**YOUR INSTRUCTIONS:** From the article on "broken windows" policing below, copy verbatim the passage that opens with the words containing "Trujillo went on" and closes with "in New York.".

DOCUMENT EXTRACT section start

Trujillo went on to list what he said were "real scandals at One Police Plaza," including "policies that discriminate against communities of color" and a "lack of accountability" in cases of alleged police brutality.
Trujillo after the press conference at One Police Plaza in lower Manhattan. (Photo by Spencer Platt/Getty Images)
Trujillo and other advocates criticized Bratton's embrace of so-called "broken windows" policing -- the strategy of aggressively targeting low-level crimes as a means of deterring more serious crime. Critics at the protest pointed to academic research showing no link between "broken windows" policing and crime reduction. They also cited a recent report showing the stark racial disparities when it comes to low-level arrests in New York.
That report, released last week by the John Jay College of Criminal Justice in Manhattan, showed that the number of blacks arrested for misdemeanors rose to 104,659 in 2013, a jump of nearly 90 percent from the 56,152 blacks arrested for such crimes in 1990. Meanwhile, only about 29,000 whites were arrested for misdemeanors in 2013 -- a slight uptick from the 21,815 whites arrested in 1990.
"Broken windows" policing came under intense scrutiny after the choking death of Eric Garner in Staten Island this summer. Garner was being arrested for allegedly selling untaxed cigarettes when an officer put him in a chokehold, a maneuver banned under NYPD rules.
Ephraim Cruz, a retired NYPD officer, was one of the protesters outside One Police Plaza Wednesday. He said the department has "moved away from community policing where beat cops are interacting with the community," and toward a system where cops are preoccupied with petty crimes like subway dancing and possession of small amounts of marijuana.
"We cannot address crime by criminalizing New Yorkers," he said.
Cruz also said he's spoken to current police officers who are frustrated with the "broken windows" approach. Arresting people for petty crimes, he said, can needlessly escalate situations and put cops in danger.

DOCUMENT EXTRACT section end
THE DATA section start

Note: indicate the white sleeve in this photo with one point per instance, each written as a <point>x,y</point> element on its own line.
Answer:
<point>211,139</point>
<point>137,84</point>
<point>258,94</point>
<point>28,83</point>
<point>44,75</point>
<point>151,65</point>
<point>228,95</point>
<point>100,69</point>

THE DATA section end

**TASK RESPONSE:**
Trujillo went on to list what he said were "real scandals at One Police Plaza," including "policies that discriminate against communities of color" and a "lack of accountability" in cases of alleged police brutality.
Trujillo after the press conference at One Police Plaza in lower Manhattan. (Photo by Spencer Platt/Getty Images)
Trujillo and other advocates criticized Bratton's embrace of so-called "broken windows" policing -- the strategy of aggressively targeting low-level crimes as a means of deterring more serious crime. Critics at the protest pointed to academic research showing no link between "broken windows" policing and crime reduction. They also cited a recent report showing the stark racial disparities when it comes to low-level arrests in New York.